Task to carry out: Quote, verbatim, all material below, without pictures.

Point placement records:
◆ ◆ ◆ ◆
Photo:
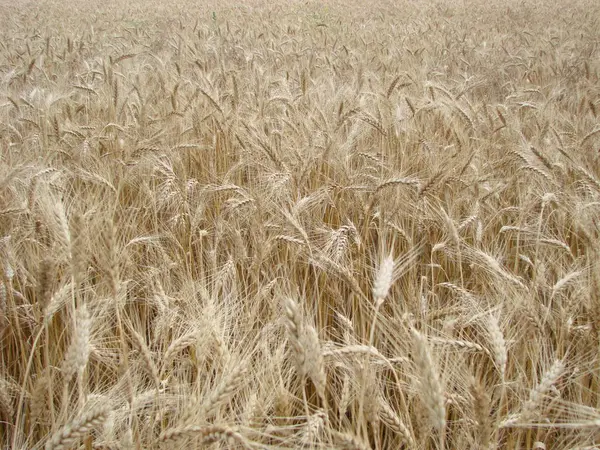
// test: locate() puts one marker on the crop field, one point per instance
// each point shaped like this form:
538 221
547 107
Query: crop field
300 225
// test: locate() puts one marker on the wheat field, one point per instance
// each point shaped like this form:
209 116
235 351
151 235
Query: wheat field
300 224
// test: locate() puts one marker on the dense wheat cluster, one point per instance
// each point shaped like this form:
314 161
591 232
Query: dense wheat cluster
299 225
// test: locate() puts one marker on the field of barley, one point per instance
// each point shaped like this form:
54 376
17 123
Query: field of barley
300 224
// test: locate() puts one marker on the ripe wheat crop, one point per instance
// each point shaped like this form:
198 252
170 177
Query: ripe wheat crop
299 224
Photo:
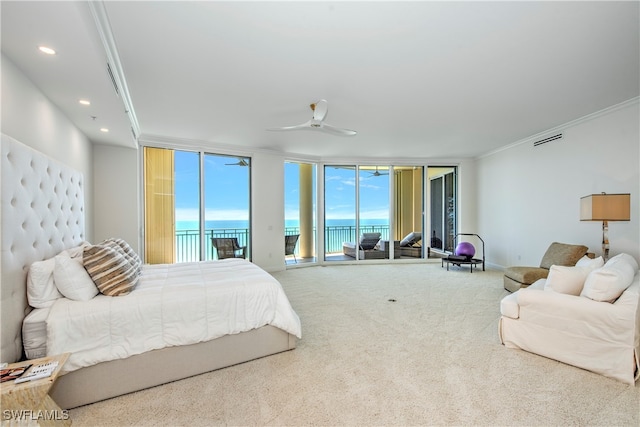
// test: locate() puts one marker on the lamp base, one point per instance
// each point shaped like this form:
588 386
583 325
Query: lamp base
605 240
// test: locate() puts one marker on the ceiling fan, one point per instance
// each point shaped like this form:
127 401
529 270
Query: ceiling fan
240 162
378 173
319 109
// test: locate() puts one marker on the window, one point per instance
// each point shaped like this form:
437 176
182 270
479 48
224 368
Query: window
191 197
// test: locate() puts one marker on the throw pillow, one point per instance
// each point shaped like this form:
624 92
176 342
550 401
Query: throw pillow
129 253
112 273
608 283
585 261
566 280
41 289
71 278
623 259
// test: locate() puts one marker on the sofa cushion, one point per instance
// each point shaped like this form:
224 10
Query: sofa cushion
623 259
567 280
562 254
526 275
369 240
609 282
594 263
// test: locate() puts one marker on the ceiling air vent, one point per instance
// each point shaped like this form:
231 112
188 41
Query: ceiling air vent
549 139
113 79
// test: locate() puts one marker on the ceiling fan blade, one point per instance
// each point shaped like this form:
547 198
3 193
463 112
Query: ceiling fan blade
320 109
337 131
303 126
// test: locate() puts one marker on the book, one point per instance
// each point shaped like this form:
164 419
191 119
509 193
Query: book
10 374
41 370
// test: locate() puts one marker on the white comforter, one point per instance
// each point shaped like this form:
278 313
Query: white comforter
173 304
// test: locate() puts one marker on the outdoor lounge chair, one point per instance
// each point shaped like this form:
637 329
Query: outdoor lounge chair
228 247
409 246
290 245
366 246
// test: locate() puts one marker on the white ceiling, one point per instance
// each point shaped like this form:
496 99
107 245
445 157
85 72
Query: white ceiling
415 79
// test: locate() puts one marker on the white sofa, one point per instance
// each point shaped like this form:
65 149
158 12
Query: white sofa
586 316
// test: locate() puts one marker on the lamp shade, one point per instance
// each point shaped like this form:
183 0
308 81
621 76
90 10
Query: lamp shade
605 207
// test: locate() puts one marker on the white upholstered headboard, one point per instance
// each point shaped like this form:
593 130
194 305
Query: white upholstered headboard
42 214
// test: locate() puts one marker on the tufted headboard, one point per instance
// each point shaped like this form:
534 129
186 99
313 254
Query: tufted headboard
42 214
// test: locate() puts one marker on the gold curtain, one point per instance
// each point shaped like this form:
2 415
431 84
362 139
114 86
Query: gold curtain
159 206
◆ ◆ ◆ ◆
Solution to this task:
Photo:
// test: locate() puts one marker on the crop field, one point per instance
// each point shaped like this form:
538 221
547 107
Query: crop field
300 225
// test: locate() puts one marker on the wheat field, one point per instance
// each point shaped like this form:
209 116
235 351
151 235
Query: wheat field
300 224
// test: locate() puts one marker on the dense wheat cluster, one point per instance
// each point shaped like this form:
314 161
591 232
Query: dense wheat cluster
299 225
// test: locate() puts one marker on the field of barley, one point per instance
// each point shaped like this form:
54 376
17 123
Query: field of barley
300 224
// test: locate() puts one marker on the ripe wheat crop, one point per instance
// each point shaped like this form:
198 252
170 177
Query: ripe wheat crop
299 224
Photo:
// test: locate() puts one marker on the lamp base, one point per instance
// each point shaped like this form:
588 386
583 325
Query: lamp base
605 240
// test: locate() puts one marker on the ceiling fan, one point per instance
// each point shaped like this form:
127 401
529 270
Query: ceiling fan
240 162
378 173
319 109
// test: locate() puts one marker on the window, one point per instance
// each point shaped like this form:
437 176
182 270
479 48
224 368
Query: window
191 197
// test: locate() puts one marker on the throw pillow, one point per instance
// each point shaped like this form:
624 92
176 342
550 401
Query: throw pillow
129 253
112 273
608 283
585 261
566 280
41 289
71 278
623 259
// test: locate() puts one marker on the sofa cushion, one point per instance
// each point shaped like this form:
224 10
Query: sofa cushion
623 259
567 280
562 254
526 275
369 240
609 282
594 263
// test: locate() puts one marker on the ceiling air vent, one point per instance
// each point shaped like this form:
231 112
188 41
Query: ceiling air vent
549 139
113 79
// test: locate() puts one marker on the ceiling fan blade, one point per instance
// each point shaped like this form:
547 198
3 193
463 112
Query: ceiling fan blade
320 109
337 131
303 126
// test: locate() puts one marker on the book, one point per instance
// each point shaped like this form:
164 419
191 119
509 193
Query: book
10 374
41 370
// test: locate() puts one marker on the white comforter, one point per instance
// each point shaped like this form:
278 313
Query: white comforter
173 304
// test: locate() puts one marker on the outdoor lounge chair, one point per instance
// each point shaped like this form:
637 329
Query: outdoor lounge chair
228 247
409 246
290 245
366 246
// test: locate() puts one marker on the white ceiling, one point per instance
// each point shaped like this form:
496 99
107 245
445 157
85 72
Query: white ceiling
415 79
// test: locate() puts one marker on the white sofa, one point per instance
// each point shaped like this form:
65 149
158 12
Query: white sofa
586 316
// test: locate() puts one marker on the lamp shade, one point per instance
// each point shaped like this form:
183 0
308 81
621 76
90 10
Query: lamp shade
605 207
// test: locate() puts one marker on the white upholstered headboard, one point per instance
// each point shaped like this form:
593 130
194 305
Query: white upholstered headboard
42 214
// test: locate() puts one marker on the tufted headboard, one point per instance
// each point shaped like this form:
534 129
186 99
313 254
Query: tufted headboard
42 214
// test: locate() puts one marker on the gold curtain, one point per instance
// each point shaped like this form:
2 415
431 84
362 139
114 86
Query: gold curtain
159 206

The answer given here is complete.